- Data rows
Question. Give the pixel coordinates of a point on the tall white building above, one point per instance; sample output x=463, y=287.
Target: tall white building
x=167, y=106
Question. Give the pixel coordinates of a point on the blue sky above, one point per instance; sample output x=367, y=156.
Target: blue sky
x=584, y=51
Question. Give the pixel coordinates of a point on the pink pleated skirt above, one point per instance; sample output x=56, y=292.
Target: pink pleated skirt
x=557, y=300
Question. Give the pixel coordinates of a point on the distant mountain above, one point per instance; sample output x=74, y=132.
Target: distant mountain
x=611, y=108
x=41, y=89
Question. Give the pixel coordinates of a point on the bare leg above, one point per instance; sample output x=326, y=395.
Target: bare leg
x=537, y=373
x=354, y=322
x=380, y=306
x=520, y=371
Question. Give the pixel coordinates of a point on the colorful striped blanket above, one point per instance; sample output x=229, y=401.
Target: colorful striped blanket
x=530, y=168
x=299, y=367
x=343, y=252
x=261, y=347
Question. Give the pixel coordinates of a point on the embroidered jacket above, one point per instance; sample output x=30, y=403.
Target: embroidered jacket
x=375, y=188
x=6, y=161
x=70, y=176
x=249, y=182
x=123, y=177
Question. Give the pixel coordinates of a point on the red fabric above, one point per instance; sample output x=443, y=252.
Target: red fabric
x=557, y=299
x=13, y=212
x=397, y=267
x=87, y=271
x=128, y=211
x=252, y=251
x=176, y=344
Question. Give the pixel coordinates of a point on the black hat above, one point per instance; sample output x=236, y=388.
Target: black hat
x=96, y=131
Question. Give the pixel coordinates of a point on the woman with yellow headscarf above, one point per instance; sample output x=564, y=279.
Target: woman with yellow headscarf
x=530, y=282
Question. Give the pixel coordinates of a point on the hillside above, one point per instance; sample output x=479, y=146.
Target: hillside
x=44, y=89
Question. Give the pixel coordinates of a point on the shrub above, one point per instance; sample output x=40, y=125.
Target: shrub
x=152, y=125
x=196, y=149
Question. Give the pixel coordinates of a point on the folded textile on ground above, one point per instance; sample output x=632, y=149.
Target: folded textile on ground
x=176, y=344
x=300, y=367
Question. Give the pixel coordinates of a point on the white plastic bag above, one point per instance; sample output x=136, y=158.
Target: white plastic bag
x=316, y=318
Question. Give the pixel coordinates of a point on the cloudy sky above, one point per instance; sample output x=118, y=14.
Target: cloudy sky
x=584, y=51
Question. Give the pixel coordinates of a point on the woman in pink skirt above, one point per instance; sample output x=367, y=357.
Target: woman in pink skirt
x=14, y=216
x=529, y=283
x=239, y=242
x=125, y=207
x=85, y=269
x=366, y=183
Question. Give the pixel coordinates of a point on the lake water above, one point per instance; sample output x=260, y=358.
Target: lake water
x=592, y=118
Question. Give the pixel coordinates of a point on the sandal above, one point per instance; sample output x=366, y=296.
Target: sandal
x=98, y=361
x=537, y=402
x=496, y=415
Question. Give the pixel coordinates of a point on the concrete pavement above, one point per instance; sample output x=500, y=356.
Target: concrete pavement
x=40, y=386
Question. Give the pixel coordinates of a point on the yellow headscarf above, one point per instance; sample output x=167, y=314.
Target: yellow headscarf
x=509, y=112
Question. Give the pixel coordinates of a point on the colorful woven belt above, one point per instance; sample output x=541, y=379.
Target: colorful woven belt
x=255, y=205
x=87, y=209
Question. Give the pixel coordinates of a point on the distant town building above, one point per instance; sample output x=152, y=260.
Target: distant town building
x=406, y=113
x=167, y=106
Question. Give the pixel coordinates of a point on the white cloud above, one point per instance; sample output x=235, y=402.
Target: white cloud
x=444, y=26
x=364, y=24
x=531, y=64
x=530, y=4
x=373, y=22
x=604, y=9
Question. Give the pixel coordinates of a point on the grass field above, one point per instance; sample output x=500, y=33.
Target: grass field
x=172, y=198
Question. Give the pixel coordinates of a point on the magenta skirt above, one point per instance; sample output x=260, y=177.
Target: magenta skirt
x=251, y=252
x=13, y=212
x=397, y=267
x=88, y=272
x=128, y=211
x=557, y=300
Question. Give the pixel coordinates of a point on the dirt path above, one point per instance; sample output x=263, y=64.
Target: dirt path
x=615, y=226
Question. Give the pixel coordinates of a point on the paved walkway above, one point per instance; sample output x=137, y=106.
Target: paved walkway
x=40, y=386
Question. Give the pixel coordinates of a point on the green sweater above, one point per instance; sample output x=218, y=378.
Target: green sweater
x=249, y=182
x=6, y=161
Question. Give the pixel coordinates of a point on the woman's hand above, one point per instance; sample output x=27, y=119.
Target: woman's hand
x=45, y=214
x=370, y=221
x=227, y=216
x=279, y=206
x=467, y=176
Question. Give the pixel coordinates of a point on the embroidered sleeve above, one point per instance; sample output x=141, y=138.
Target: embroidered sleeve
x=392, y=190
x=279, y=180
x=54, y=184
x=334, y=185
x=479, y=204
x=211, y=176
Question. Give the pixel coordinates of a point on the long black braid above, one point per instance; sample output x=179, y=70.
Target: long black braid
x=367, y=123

- Written request
Update the listing above by replacing "pixel coordinates" with "image coordinates" throughout, and leave everything else unchanged.

- Completed task
Question. Give the image coordinates of a point on the tall white building above, one point per instance; sample output x=463, y=287.
Target: tall white building
x=167, y=106
Question. Give the image coordinates of a point on the blue sky above, one point per instance; sample output x=367, y=156.
Target: blue sky
x=584, y=51
Question. Give the image coordinates of a point on the pink pleated skirt above, one point per instance; sample output x=56, y=292.
Target: pink pleated skirt
x=557, y=300
Question. Give the image coordinates of a point on the distant mountain above, one point per instance; sample output x=74, y=132.
Target: distant mountain
x=611, y=108
x=41, y=89
Question. Give the image coordinates of a point on the bare leg above, one point per instance; sample output x=326, y=395.
Target: bare leg
x=537, y=373
x=354, y=322
x=380, y=306
x=520, y=371
Question. Give the image coordinates of a point on the colorful striped blanket above, one point per instance; sample output x=229, y=401.
Target: colorful striped blanket
x=530, y=168
x=299, y=367
x=343, y=252
x=261, y=347
Question. Give the image coordinates of a point on the embroidered jacket above, one point per instance; sample output x=30, y=403.
Target: embroidered jacket
x=375, y=188
x=6, y=161
x=70, y=176
x=249, y=182
x=123, y=177
Question. Give the image coordinates of a point on the red fabric above, one point per instance; sample output x=443, y=252.
Target: red fabric
x=557, y=299
x=13, y=212
x=397, y=267
x=87, y=271
x=128, y=211
x=252, y=251
x=176, y=344
Question. Give the image coordinates of a point on the black hat above, one point per instance; sample output x=236, y=388.
Target: black hat
x=96, y=131
Question. Give the image coordinates of a point on the woman with yellow headscarf above, one point per instance; sample output x=564, y=279.
Target: woman with yellow headscarf
x=530, y=282
Question. Give the image coordinates of a point on the hillside above, one point per instance; sample output x=479, y=146.
Target: hillside
x=44, y=89
Question. Give the image coordinates of a point on the shrub above, one point per instance; sample output x=40, y=125.
Target: shrub
x=152, y=125
x=196, y=149
Question. Give the image coordinates of a point on the folded textile on ground above, one point per instance; sample output x=632, y=149.
Target: folded textile on ground
x=176, y=344
x=300, y=367
Question. Give the image coordinates of a point on the white plastic bag above, one point per instance; sample output x=136, y=158.
Target: white plastic bag
x=316, y=318
Question. Give the image coordinates of a point on the cloudy sky above, one point per instance; sample output x=118, y=14.
Target: cloudy sky
x=584, y=51
Question. Give the image coordinates of a point on the woman in pink skirt above, one point per instance; sample output x=367, y=357.
Target: woman in pink skirt
x=14, y=216
x=529, y=283
x=239, y=242
x=125, y=207
x=85, y=269
x=366, y=183
Question. Give the image coordinates of a point on the lake water above, one point per instance; sample output x=260, y=358.
Target: lake water
x=592, y=118
Question. Give the image coordinates of a point on the sandal above, one point per instance; sample output x=366, y=296.
Target: sandal
x=98, y=361
x=537, y=402
x=496, y=415
Question. Give the image coordinates of a point on the concrete pavement above, one point per instance; sample output x=500, y=356.
Target: concrete pavement
x=40, y=386
Question. Give the image coordinates of a point on the yellow headscarf above, one point per instance; sample output x=167, y=314.
Target: yellow headscarf
x=509, y=112
Question. Give the image coordinates of a point on the colorful woven belt above, one point per instance; sample output x=541, y=379.
Target: colorful woven belt
x=255, y=205
x=87, y=209
Question. Give the image coordinates of a point on the distant town building above, one point per instance; sample output x=152, y=260.
Target: distant town building
x=406, y=113
x=167, y=106
Question. Give the image coordinates of a point on the white cloud above, one point per instance; sample output x=235, y=402.
Target: white cloud
x=444, y=26
x=364, y=24
x=531, y=64
x=530, y=4
x=373, y=22
x=604, y=9
Question. Give the image coordinates of a point on the grass field above, one point per instance; sample output x=500, y=33.
Target: grass field
x=172, y=198
Question. Give the image coordinates of a point on the magenta skirt above, one point per instance; sample output x=260, y=177.
Target: magenta skirt
x=251, y=252
x=13, y=212
x=397, y=267
x=88, y=272
x=128, y=211
x=557, y=300
Question. Give the image coordinates of a point on the dirt path above, one point per instance; sample output x=263, y=64.
Target: dirt path
x=615, y=226
Question. Give the image coordinates of a point on the paved walkway above, one point per instance; sample output x=137, y=106.
Target: paved walkway
x=40, y=386
Question. Give the image coordinates of a point on the green sweater above, one point per instance; sample output x=218, y=378.
Target: green sweater
x=249, y=182
x=6, y=161
Question. Give the image coordinates of a point on the woman's hand above, one point per instance; sample output x=27, y=119.
Target: woman's hand
x=45, y=214
x=370, y=221
x=227, y=216
x=279, y=206
x=467, y=176
Question. Give the image coordinates of a point on the embroidered sleeve above, one point per instance; sample output x=141, y=138.
Target: embroidered sleeve
x=392, y=190
x=279, y=180
x=54, y=184
x=334, y=185
x=479, y=204
x=211, y=176
Question. Give the image coordinates of a point on the long black braid above, one point per instance; sample output x=179, y=70.
Target: long black braid
x=367, y=123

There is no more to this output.